Items from a dataset:
"""

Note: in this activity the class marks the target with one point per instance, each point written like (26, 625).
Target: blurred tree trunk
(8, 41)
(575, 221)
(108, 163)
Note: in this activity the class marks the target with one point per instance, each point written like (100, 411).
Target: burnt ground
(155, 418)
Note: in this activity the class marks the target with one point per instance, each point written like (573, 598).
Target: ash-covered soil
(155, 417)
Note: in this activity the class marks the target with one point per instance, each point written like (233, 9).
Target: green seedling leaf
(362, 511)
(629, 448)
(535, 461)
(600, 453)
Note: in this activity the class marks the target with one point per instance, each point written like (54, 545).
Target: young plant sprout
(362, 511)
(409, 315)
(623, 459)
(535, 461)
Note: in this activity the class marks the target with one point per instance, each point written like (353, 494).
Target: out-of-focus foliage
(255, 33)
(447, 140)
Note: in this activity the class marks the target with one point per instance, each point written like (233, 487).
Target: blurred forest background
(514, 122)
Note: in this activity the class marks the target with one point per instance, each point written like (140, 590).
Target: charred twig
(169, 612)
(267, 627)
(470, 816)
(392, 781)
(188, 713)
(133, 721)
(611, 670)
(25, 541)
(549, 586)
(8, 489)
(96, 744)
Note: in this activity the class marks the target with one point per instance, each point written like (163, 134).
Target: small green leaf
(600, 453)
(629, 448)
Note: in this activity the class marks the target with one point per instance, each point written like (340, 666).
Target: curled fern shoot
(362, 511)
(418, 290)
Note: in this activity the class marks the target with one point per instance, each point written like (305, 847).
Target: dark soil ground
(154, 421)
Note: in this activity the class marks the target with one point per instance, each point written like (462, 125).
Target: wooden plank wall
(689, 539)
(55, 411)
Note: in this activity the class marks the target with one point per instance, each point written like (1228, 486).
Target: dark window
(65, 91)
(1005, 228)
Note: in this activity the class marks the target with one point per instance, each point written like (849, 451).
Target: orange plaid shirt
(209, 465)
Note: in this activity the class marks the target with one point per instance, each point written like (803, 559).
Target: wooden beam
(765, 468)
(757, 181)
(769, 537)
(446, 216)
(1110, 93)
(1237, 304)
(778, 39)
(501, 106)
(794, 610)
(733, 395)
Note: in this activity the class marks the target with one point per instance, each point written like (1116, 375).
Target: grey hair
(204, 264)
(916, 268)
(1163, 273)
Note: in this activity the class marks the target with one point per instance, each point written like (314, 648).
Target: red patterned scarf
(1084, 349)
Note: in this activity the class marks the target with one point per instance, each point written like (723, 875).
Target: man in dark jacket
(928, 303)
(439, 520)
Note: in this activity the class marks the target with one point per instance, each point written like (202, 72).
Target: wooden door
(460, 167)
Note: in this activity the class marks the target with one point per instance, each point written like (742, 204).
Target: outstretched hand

"""

**EXERCISE:**
Output the line holding "Target: wooden beam", then every later line through the end of the records above, exactly as given and nothing else.

**OUTPUT FOR THIS EXERCISE:**
Target: wooden beam
(765, 468)
(757, 181)
(769, 537)
(446, 216)
(1110, 93)
(1237, 304)
(778, 39)
(501, 106)
(794, 610)
(733, 395)
Note: in this activity the class marks the target with one point per instance, each point written like (1116, 375).
Target: grey hair
(204, 264)
(916, 268)
(1163, 273)
Note: in this activity the class marks the target with one point per instance, each point written like (314, 648).
Target: red patterned scarf
(1084, 349)
Note: in this activity the class marks the target with one point per instance, each point written like (723, 875).
Target: man in dark jacket
(928, 303)
(439, 520)
Note: in this activity the class marks the target with one point per instance, each point written like (202, 72).
Target: wooden door
(460, 167)
Note: in this activity the class marks the target with one point per instance, each point written like (742, 204).
Target: outstretched hand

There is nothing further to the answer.